### The data
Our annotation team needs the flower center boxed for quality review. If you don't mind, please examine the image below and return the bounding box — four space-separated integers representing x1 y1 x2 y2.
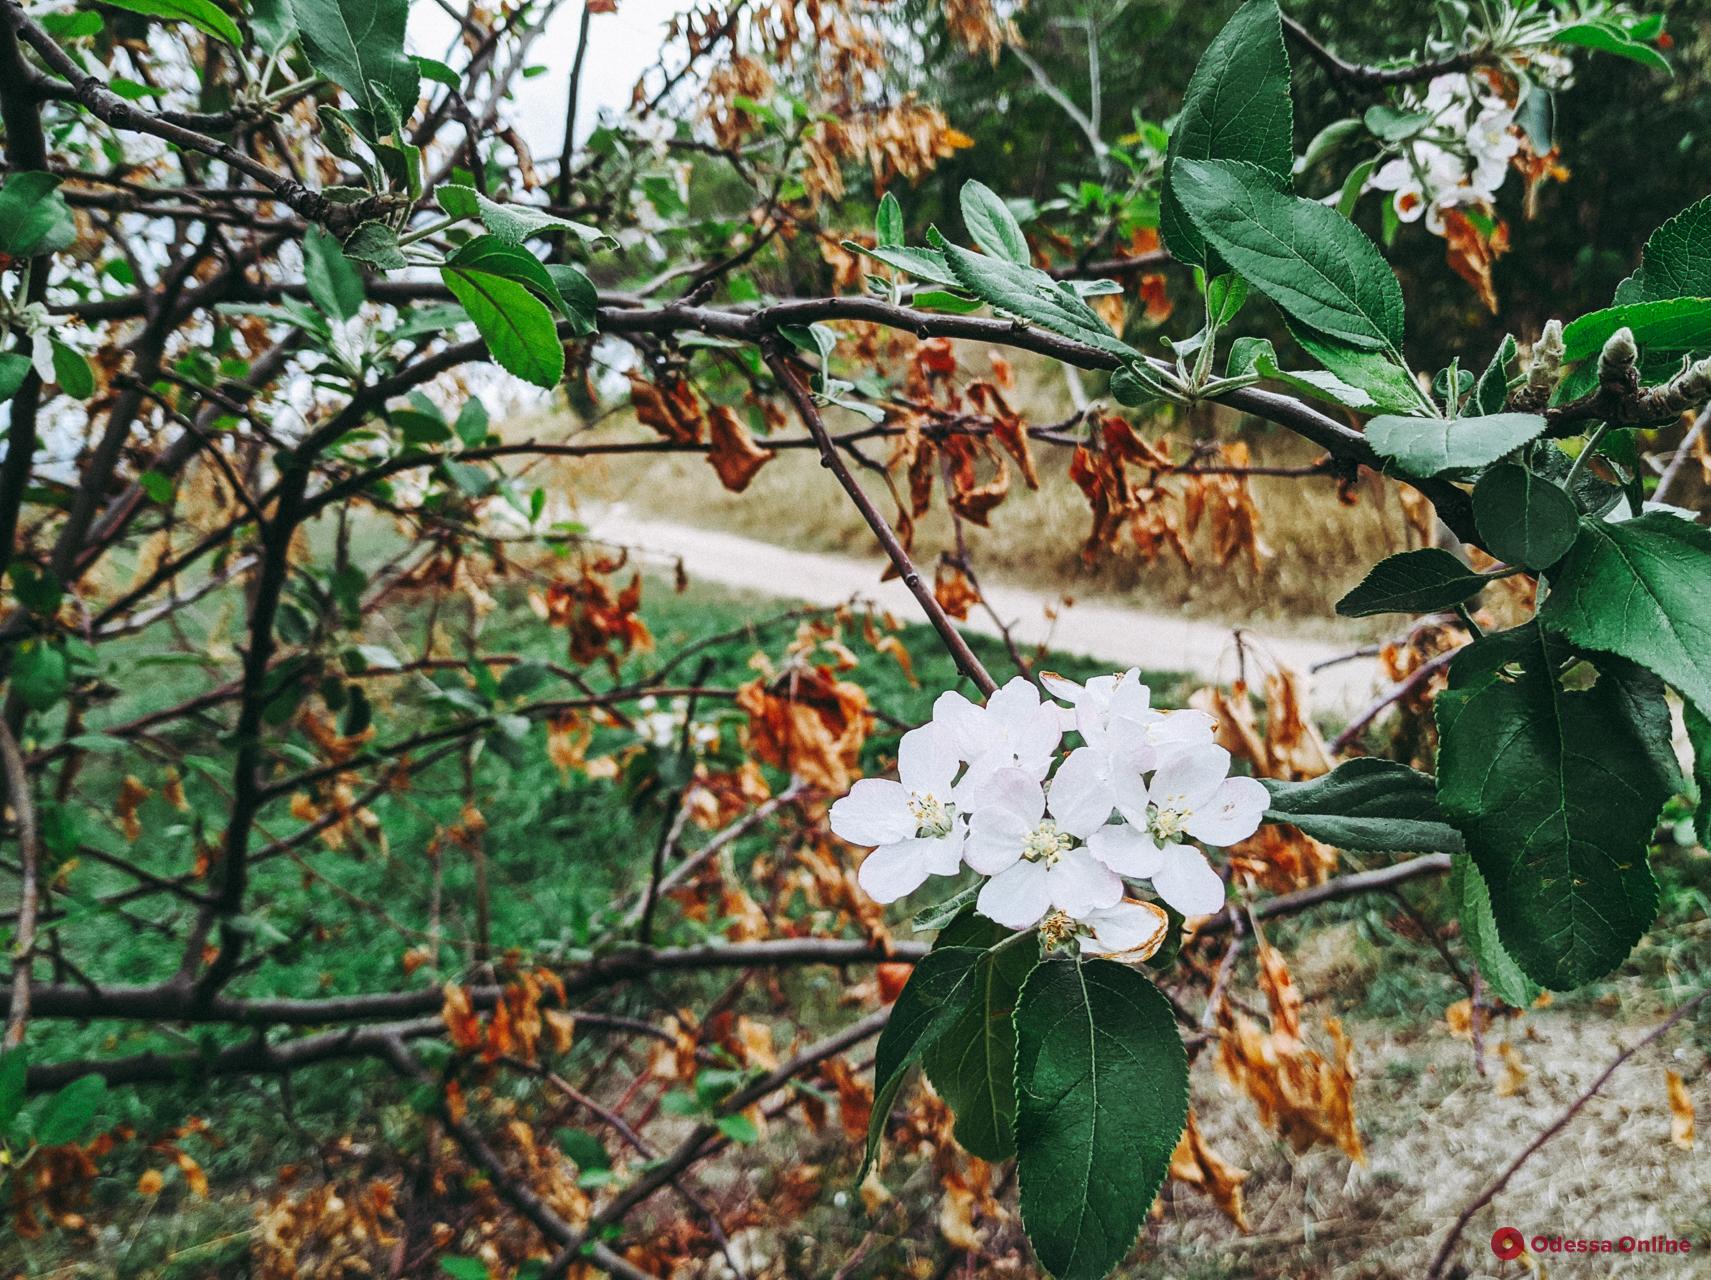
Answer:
1149 804 1189 843
1039 909 1078 947
1021 820 1073 865
908 791 953 839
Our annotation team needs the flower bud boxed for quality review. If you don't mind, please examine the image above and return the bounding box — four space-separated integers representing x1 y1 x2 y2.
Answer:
1598 326 1638 390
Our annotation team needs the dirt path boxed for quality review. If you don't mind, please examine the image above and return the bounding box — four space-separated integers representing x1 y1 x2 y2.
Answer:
586 507 1387 714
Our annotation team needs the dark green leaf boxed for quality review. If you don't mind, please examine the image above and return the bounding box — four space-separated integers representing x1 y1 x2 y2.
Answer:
844 241 961 289
911 882 980 933
1171 159 1404 354
0 1049 26 1136
1436 624 1676 989
1336 548 1486 617
412 55 459 88
50 341 93 399
1449 854 1540 1009
343 221 406 271
99 0 241 45
1538 513 1711 718
1616 193 1711 304
921 914 1032 1160
960 180 1029 265
1227 335 1381 411
0 352 31 404
859 946 985 1180
249 0 297 55
1289 324 1432 415
932 235 1137 359
1261 758 1463 853
1472 464 1577 570
33 1073 108 1146
304 224 365 323
0 172 76 258
288 0 419 134
1159 0 1294 267
1014 958 1187 1280
437 185 606 246
1473 334 1518 414
1555 21 1672 75
1561 298 1711 362
438 1260 490 1280
716 1113 760 1143
1365 411 1547 478
1689 702 1711 849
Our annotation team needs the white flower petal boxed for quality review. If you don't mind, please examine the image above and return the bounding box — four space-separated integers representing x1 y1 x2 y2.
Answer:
1151 846 1226 917
857 839 936 903
1149 743 1231 812
897 722 957 798
829 779 914 846
926 824 967 875
970 766 1046 826
1038 671 1085 706
931 690 988 763
1079 899 1171 960
1045 848 1123 916
1150 709 1216 757
1085 823 1165 878
984 676 1042 735
964 807 1031 874
1184 775 1270 847
1047 747 1113 838
1011 704 1063 775
977 860 1052 929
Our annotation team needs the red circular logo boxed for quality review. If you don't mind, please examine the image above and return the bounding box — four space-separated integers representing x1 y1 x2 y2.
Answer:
1491 1227 1526 1261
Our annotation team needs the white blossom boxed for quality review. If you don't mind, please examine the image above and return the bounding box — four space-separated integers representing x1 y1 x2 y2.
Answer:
1106 744 1268 917
829 722 965 903
934 676 1061 796
963 758 1122 929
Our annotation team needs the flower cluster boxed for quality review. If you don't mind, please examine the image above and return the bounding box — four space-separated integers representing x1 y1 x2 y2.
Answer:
828 673 1268 959
1366 72 1532 233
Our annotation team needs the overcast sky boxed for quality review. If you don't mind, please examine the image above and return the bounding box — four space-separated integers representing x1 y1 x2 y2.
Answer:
410 0 687 158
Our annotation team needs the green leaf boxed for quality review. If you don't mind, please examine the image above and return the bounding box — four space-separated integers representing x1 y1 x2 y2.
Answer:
14 640 68 711
1473 334 1518 414
1436 624 1677 989
99 0 242 46
1014 957 1187 1280
412 54 459 89
1561 298 1711 362
447 236 579 321
932 235 1138 359
343 221 406 271
716 1113 759 1144
33 1073 108 1146
910 882 979 933
960 180 1029 265
1689 702 1711 849
859 946 985 1180
0 352 31 404
876 191 904 248
304 224 365 323
0 172 76 258
1261 758 1463 853
1449 854 1540 1009
1159 0 1294 267
1227 335 1376 411
921 913 1032 1161
1171 158 1404 355
0 1049 26 1137
1538 512 1711 718
1336 548 1486 617
1472 464 1577 570
844 241 961 289
438 1260 490 1280
1365 411 1546 478
50 341 93 399
288 0 419 134
1290 325 1433 415
437 185 607 247
555 1127 610 1170
249 0 297 55
440 264 564 389
1616 193 1711 304
544 264 599 336
1555 21 1672 75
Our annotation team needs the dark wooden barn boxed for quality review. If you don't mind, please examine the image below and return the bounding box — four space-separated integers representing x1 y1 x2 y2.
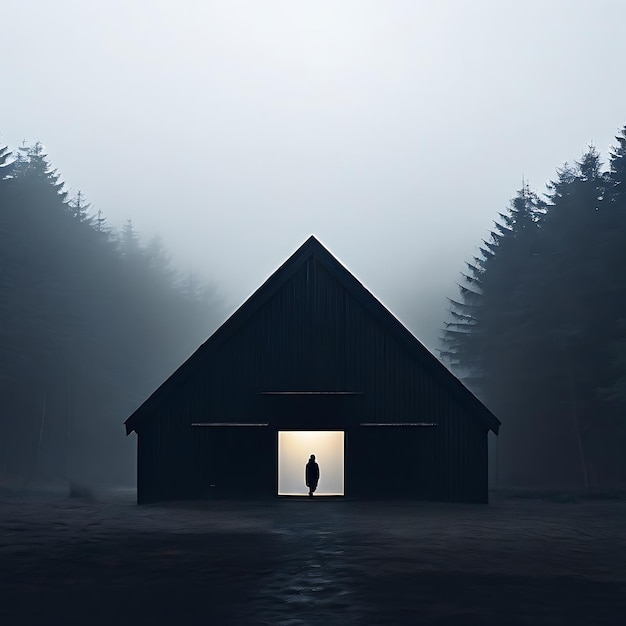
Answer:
125 236 500 504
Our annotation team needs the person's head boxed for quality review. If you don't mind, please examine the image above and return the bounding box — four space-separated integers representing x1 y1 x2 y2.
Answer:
310 454 316 461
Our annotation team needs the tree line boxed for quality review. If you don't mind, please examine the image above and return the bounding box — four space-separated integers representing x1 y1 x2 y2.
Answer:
442 126 626 490
0 142 223 485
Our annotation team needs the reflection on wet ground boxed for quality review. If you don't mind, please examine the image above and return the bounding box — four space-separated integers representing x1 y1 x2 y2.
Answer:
1 491 625 624
260 514 362 624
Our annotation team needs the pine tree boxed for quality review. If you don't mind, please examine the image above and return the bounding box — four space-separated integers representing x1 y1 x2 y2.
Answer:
15 142 68 205
608 125 626 192
0 145 17 471
68 190 92 223
119 219 141 259
0 139 223 483
446 142 624 489
94 209 109 236
441 182 547 486
602 127 626 406
441 182 544 395
529 147 609 489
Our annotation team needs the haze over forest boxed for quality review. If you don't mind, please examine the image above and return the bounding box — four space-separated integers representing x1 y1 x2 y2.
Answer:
3 1 626 348
2 1 626 487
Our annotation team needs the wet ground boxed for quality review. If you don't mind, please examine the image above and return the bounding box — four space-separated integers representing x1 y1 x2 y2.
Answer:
1 489 625 625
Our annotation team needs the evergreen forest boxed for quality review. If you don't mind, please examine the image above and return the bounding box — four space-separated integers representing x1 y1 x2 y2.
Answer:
3 128 625 493
0 142 223 486
442 126 626 490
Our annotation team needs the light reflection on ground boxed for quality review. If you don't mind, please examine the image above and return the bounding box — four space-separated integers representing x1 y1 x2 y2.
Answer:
1 489 625 624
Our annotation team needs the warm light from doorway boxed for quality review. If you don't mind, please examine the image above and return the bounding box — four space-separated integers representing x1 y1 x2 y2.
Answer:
278 431 345 496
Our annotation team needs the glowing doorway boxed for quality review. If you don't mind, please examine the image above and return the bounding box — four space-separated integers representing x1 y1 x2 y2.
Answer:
278 431 345 496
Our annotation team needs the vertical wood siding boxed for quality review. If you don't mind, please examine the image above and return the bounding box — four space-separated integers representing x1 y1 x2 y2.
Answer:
136 255 489 503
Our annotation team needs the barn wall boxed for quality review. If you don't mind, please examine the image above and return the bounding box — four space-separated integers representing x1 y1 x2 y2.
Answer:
193 425 275 498
136 397 199 504
137 255 490 503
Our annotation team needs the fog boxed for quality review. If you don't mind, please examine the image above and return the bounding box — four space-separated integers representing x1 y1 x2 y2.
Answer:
3 1 626 349
4 10 626 625
3 1 626 491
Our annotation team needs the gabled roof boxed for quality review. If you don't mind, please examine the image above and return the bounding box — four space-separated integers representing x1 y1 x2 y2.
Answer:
125 235 500 435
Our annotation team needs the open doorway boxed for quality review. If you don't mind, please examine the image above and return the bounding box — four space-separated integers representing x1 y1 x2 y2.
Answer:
277 431 345 496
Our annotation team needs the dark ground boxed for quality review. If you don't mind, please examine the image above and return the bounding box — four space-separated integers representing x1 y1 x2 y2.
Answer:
1 488 625 625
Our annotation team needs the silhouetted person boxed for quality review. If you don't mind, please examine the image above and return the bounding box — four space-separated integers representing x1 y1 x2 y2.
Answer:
305 454 319 496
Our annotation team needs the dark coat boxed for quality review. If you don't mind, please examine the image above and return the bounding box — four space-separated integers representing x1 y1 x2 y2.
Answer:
305 460 320 490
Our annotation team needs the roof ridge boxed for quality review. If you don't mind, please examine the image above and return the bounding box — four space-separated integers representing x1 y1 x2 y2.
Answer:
125 236 500 435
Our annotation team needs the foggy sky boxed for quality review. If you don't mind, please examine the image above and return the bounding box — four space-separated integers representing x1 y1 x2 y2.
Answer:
3 1 626 350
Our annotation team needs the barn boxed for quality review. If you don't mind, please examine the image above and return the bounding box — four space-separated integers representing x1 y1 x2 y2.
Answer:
124 236 500 504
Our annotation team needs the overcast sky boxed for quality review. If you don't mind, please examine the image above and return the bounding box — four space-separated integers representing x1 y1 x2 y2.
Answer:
3 1 626 350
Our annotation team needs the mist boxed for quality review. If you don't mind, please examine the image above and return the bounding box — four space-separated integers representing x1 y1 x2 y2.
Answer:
3 1 626 347
3 4 626 624
3 1 626 488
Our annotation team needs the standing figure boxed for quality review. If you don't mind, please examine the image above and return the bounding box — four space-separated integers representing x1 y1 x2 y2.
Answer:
305 454 320 496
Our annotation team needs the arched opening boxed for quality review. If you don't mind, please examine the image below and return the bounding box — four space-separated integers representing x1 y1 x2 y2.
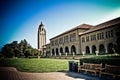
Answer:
52 49 54 56
108 43 114 54
86 46 90 54
92 45 96 54
99 44 105 54
56 48 59 55
65 46 69 54
71 45 76 54
60 47 63 55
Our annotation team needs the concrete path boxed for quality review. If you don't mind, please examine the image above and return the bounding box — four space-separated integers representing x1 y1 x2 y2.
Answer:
0 67 101 80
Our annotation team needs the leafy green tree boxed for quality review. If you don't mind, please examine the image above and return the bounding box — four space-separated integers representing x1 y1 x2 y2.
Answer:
11 41 20 57
1 39 40 58
24 49 31 58
1 43 15 58
18 39 31 56
31 48 40 56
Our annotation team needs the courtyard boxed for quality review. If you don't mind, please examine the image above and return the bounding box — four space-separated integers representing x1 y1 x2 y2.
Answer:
0 67 101 80
0 54 120 80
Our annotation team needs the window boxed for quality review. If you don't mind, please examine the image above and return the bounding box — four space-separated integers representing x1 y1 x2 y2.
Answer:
51 40 54 46
97 32 104 40
55 39 58 45
106 32 108 38
101 32 104 39
106 30 114 39
97 33 100 40
82 37 85 42
108 31 111 38
70 33 76 42
111 30 113 37
90 35 92 41
64 36 69 43
59 38 63 44
86 36 89 42
94 34 96 40
91 34 96 41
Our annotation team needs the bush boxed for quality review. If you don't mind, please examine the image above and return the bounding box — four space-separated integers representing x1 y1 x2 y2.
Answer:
79 55 120 67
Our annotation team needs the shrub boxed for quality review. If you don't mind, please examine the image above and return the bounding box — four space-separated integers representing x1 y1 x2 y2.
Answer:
79 55 120 67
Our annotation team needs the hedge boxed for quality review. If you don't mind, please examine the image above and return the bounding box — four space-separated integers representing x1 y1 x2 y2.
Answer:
79 55 120 67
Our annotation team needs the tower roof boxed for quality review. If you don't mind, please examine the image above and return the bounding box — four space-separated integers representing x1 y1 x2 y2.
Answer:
39 22 44 29
40 22 44 26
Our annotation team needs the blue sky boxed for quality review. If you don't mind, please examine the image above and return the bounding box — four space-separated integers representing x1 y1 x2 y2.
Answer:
0 0 120 49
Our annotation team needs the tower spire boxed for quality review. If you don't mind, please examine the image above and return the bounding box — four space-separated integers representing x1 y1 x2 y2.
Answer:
41 21 43 25
39 21 44 29
40 21 44 27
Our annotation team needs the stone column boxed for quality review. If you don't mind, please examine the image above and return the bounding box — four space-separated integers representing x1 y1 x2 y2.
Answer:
105 44 108 53
65 52 67 56
65 52 67 59
76 45 79 55
51 53 52 56
82 51 85 57
90 46 92 54
59 52 61 56
55 53 56 56
73 52 75 57
96 45 99 53
69 47 71 55
95 50 99 56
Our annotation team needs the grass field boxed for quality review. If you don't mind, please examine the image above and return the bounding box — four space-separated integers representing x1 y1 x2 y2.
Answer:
0 58 78 72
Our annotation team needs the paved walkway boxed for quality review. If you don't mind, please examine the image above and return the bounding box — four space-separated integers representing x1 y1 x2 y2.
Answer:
0 67 101 80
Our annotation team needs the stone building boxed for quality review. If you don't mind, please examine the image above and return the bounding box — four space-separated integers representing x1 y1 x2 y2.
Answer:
50 24 93 56
49 17 120 56
38 22 46 52
79 17 120 54
39 17 120 56
43 43 50 56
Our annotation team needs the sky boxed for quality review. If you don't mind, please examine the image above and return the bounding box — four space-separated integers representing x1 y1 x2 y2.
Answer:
0 0 120 49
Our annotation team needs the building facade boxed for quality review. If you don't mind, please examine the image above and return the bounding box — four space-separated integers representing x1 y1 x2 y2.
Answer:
43 43 50 56
50 24 93 56
80 18 120 54
38 22 46 52
50 18 120 56
41 17 120 56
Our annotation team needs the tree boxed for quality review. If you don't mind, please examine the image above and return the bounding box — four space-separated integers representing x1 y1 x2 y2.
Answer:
1 43 15 58
1 39 40 58
24 49 31 58
31 48 40 56
11 41 20 57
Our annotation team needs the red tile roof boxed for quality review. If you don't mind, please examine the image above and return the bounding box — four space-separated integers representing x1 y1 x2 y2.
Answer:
50 24 93 40
79 17 120 35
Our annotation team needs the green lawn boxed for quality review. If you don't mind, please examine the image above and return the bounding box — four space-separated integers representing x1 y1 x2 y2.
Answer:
0 58 78 72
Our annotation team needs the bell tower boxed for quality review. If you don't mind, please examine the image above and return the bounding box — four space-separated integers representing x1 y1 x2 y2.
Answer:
38 22 46 51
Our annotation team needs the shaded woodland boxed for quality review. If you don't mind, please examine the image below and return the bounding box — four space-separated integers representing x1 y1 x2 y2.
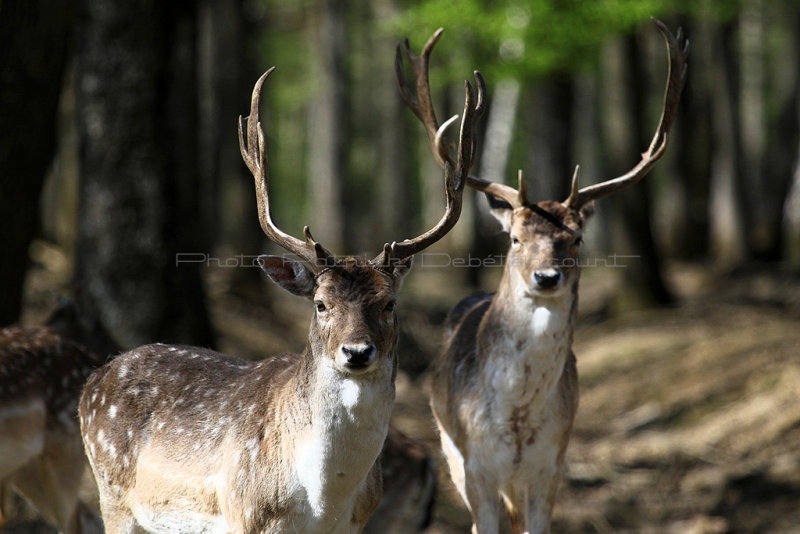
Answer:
3 0 800 343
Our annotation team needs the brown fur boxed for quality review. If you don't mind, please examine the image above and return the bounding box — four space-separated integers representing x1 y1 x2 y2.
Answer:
80 259 409 534
431 199 588 534
0 323 105 534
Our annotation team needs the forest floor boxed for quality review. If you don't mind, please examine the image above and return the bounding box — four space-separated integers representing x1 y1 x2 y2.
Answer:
9 259 800 533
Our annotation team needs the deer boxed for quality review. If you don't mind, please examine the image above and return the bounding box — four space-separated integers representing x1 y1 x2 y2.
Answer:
0 296 116 534
79 36 485 534
396 19 688 534
363 426 437 534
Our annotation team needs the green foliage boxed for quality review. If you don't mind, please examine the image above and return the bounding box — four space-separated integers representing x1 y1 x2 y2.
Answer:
385 0 741 81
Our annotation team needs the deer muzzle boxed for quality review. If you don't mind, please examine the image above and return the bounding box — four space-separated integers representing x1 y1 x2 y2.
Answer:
532 269 563 292
339 341 376 371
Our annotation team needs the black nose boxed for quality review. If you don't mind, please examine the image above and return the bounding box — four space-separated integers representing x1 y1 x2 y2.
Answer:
534 270 562 289
341 343 375 367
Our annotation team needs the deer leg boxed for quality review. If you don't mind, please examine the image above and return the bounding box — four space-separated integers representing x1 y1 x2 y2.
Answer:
499 485 527 534
433 419 469 507
522 493 554 534
463 469 500 534
9 432 88 534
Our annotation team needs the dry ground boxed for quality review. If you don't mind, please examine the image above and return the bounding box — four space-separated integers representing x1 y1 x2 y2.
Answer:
7 260 800 533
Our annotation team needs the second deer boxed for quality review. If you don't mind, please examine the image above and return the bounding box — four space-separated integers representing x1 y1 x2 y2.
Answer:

### What you will do
Print exactly what appears from the first line of the listing above down to the line containing "Our annotation team needs the dark green", inclusive, and leave out all pictures.

### Result of this task
Our annotation team needs the flower center boxed for quality review. If you don't mind, please examine the image below and return the bounding box — four space-separated integers representing x1 y1 x2 y2.
Answer:
1149 804 1189 843
1039 909 1078 947
1021 820 1073 865
908 791 953 839
Our annotation team needs the flower bud boxed for quality review. If you don't mind, please examine the image above and return the bounding box — four space-separated integers representing x1 y1 x2 y2.
Answer:
1598 326 1638 390
Our annotation team needs the dirt path boxed for quality review. If you don't mind, please examine the image above and return the bounding box — four space-separated integers representing x1 y1 x2 y2.
Answer:
586 507 1387 714
Our annotation team needs the dark green leaf boxed for quality review. If you don't mind, please examine the image above and return the bounding box — four space-separated integers representing x1 y1 x2 y2.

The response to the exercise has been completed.